Materials provided —
▽

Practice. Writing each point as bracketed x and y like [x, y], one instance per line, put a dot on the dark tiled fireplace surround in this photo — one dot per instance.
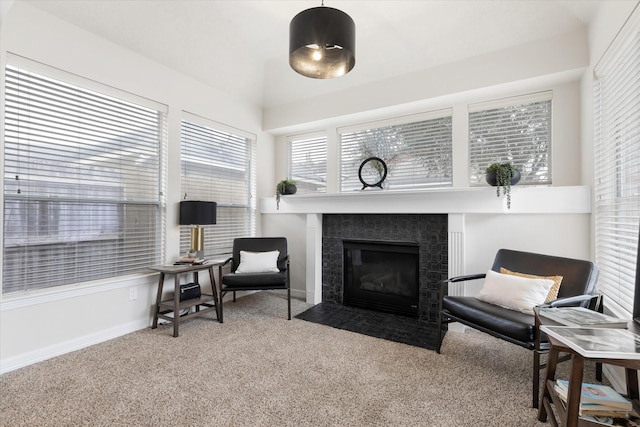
[429, 231]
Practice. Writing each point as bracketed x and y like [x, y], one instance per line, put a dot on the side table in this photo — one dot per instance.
[569, 416]
[209, 302]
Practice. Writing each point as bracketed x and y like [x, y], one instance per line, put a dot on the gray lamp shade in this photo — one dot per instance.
[197, 212]
[322, 43]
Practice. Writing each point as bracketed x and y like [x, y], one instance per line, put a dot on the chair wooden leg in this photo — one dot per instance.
[439, 332]
[536, 379]
[220, 308]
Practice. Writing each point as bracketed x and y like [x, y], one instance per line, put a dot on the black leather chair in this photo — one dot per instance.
[233, 282]
[578, 288]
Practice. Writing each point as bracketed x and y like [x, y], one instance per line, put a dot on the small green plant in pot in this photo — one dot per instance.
[286, 186]
[503, 175]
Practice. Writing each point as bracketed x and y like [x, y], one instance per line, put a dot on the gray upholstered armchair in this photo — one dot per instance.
[255, 266]
[577, 287]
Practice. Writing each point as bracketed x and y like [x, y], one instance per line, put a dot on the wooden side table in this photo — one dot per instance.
[569, 417]
[208, 302]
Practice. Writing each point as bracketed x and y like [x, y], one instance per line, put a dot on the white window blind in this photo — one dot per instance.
[617, 165]
[82, 183]
[218, 165]
[416, 149]
[308, 162]
[515, 130]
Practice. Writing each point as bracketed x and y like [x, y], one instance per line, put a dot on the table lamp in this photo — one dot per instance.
[197, 213]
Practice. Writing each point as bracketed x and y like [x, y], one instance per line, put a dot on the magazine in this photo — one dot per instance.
[597, 342]
[583, 317]
[602, 395]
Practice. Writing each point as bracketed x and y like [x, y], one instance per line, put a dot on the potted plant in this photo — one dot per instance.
[503, 175]
[286, 186]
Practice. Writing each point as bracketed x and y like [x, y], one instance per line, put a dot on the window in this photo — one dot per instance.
[416, 149]
[82, 183]
[218, 166]
[308, 162]
[516, 130]
[617, 166]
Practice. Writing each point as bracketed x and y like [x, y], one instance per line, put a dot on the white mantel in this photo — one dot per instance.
[456, 202]
[524, 199]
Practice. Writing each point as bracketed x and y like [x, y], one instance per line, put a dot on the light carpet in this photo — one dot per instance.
[259, 369]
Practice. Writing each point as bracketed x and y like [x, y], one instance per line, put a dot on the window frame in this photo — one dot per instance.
[218, 239]
[48, 88]
[515, 140]
[404, 160]
[617, 169]
[305, 181]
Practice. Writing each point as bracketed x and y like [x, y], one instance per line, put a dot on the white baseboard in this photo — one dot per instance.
[58, 349]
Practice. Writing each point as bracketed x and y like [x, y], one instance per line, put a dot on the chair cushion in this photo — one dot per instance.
[553, 292]
[514, 292]
[493, 319]
[258, 262]
[255, 280]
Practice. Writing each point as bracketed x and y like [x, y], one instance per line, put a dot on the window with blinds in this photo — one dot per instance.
[617, 165]
[82, 183]
[218, 166]
[417, 151]
[308, 162]
[516, 130]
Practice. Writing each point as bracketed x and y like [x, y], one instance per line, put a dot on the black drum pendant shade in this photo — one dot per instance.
[322, 43]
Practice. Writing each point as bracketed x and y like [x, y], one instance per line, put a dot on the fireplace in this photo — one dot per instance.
[382, 276]
[429, 232]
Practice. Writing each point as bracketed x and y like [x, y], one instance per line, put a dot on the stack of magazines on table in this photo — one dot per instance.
[599, 403]
[595, 335]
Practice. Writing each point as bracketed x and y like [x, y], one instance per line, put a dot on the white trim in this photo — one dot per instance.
[43, 296]
[524, 200]
[546, 95]
[203, 121]
[306, 135]
[58, 349]
[436, 114]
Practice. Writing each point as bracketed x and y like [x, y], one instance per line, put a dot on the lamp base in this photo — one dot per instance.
[197, 242]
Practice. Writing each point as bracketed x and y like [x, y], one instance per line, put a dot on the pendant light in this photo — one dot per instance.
[322, 43]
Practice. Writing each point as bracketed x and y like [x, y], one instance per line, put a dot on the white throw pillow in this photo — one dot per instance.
[513, 292]
[258, 262]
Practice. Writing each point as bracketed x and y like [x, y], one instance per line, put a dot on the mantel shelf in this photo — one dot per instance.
[524, 200]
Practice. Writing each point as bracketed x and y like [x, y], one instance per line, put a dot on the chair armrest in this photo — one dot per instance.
[568, 301]
[465, 278]
[444, 284]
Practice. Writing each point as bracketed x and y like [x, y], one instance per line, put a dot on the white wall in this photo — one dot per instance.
[37, 325]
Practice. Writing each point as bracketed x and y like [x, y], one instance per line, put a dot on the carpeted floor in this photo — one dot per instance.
[259, 369]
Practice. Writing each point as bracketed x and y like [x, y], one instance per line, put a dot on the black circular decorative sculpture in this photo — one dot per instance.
[372, 167]
[322, 43]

△

Task instructions — Can you copy out every row above verbatim, leaving the pictures out of your answer?

Exercise solution —
Practice. Writing each point as bracketed x and y like [x, y], one instance per line, put a dot on the dark tiled fireplace surround in this photo — one dot per instance.
[429, 231]
Practice. Writing each point as bracketed x and y like [x, y], one instance per line, put a dot on the side table in this photo — one dot per instance.
[569, 416]
[209, 302]
Practice. Writing each point as bracketed x and y like [x, y], one instance per line, put a dot on the gray lamp shade in this photo — one dot per instance.
[197, 212]
[322, 43]
Practice. Writing each point as bracketed x and y like [x, y], one instance per line, put a dot on the chair wooden leg in this photo — one dot per instance.
[439, 332]
[536, 379]
[220, 308]
Practice. Writing each point as bracketed x and y like [x, y], one instance per line, put a dot on the black leather chair in this photo — one dot per instance.
[233, 282]
[578, 288]
Practice. Writing each point as bracketed x and y like [x, y], one instance per line, put a dot on the small green plant in pot in this photo — one dot per instance.
[286, 186]
[503, 175]
Practice. Writing each point as bracketed x and y like [x, y], one instance per line, put a dot on the gray upholstered armchair in this photo — one dot per instance.
[255, 266]
[577, 287]
Practice. Writing each point as bracketed x and y like [x, y], one instance per line, put a dot on the wooden side table in this photo — one dot per instance.
[569, 417]
[208, 302]
Practice. Writing each point as bracketed x and y like [x, y], one instance per line, put a dot on the white window blind in this photo — one dot per instance.
[617, 165]
[82, 183]
[218, 165]
[416, 149]
[308, 162]
[515, 130]
Practice. Writing each point as bracketed x and y like [x, y], one instance per line, put a dot on the table lamp in this photo — one dot per instance.
[197, 213]
Practice. Writing each point as bracketed x and y like [x, y], one instance per line, put a dot on the magazine in this photo — one dot per instance.
[597, 342]
[583, 317]
[602, 395]
Practice. Writing each point as bracketed x and y like [x, y], one instance per line, put a dot on the potted plant in this photo — one dot per instance.
[503, 175]
[286, 186]
Practice. Writing each point as bracketed x and y like [x, y], one instance per line, put a dot on the window in this photo — one dot per instance.
[416, 149]
[82, 183]
[218, 166]
[308, 162]
[516, 130]
[617, 166]
Practice. Writing each point as bracketed x and y like [x, y], one instance per line, put a dot on the white mantel in this photo — one dot per instance.
[456, 202]
[524, 199]
Practice. Writing each point as bracketed x and y like [x, y], one instance per line, put a dot on the light carpet in this photo — one dot per instance.
[259, 369]
Practice. Writing each point as bracketed x and y like [x, y], one instance per line, put a dot on the window frame in this photo — one dot per instance.
[218, 239]
[48, 88]
[515, 140]
[404, 160]
[617, 169]
[305, 181]
Practice. Writing each point as bracketed x and y like [x, y], one instance per line, put a dot on the white baseboard in this photo — one dot per instance.
[58, 349]
Practice. Writing each point as bracketed x and y like [x, y], one instance per line, put a dot on the chair cushion in this photo — one dot per instance.
[553, 292]
[514, 292]
[493, 319]
[258, 262]
[255, 280]
Practice. Writing each point as bracketed x and y like [x, y], one instance per line, put a dot on the window with blinds in this photo — one dot per instance.
[617, 165]
[82, 183]
[218, 166]
[417, 151]
[308, 162]
[516, 130]
Practice. Writing each point as bracketed x and y like [x, y], one instance per line, put a dot on the black drum pendant shade in this photo — one dot per instance.
[322, 43]
Practice. Writing each point as bracketed x and y like [x, y], one instance per line, put a dot on the fireplace in this photo — one dot per instance.
[382, 276]
[429, 232]
Practice. Writing each point as bracketed x and y like [x, y], one instance per line, put a dot on the stack of magazines on table in this photo — one dot per instance.
[599, 403]
[595, 335]
Practice. Writing each point as bracketed x and y like [x, y], one instance per line, put a dot on the white trim in this photo — one dot per instance.
[43, 296]
[524, 200]
[546, 95]
[203, 121]
[306, 135]
[58, 349]
[436, 114]
Practice. Writing each point as bracketed x and y like [x, y], one instance per line, put a dot on the lamp base in this photo — one dot per instance.
[197, 242]
Practice. Writing each point as bracketed x and y like [x, y], one instance per line, put a dot on the pendant light in this photo — one dot per instance.
[322, 43]
Practice. Writing each point as bracketed x and y like [x, y], one instance per line, put a dot on the white throw pillow in this photo — one dot per instance.
[513, 292]
[258, 262]
Practice. Writing each point as bracketed x and y like [x, y], one instance per line, put a dot on the mantel shelf in this photo — one dot per instance.
[524, 200]
Practice. Writing each point as bracketed x and y like [x, y], one instance per line, put a dot on the chair armrest in this photo — one dot per instance.
[568, 301]
[465, 278]
[444, 284]
Practice. Writing each point as bracketed x and y like [x, y], one instance per line, put a dot on the white wall in this photo — one dot per instance.
[37, 325]
Practice. Writing each point as bracketed x and y like [x, y], one instance per line, put a dot on the carpeted floor in this photo — one dot per instance.
[259, 369]
Practice. Writing each point as bracketed x and y like [x, y], one instance per line, put a dot on the black circular decorative sculpture in this photo — one dot per instance.
[372, 167]
[322, 43]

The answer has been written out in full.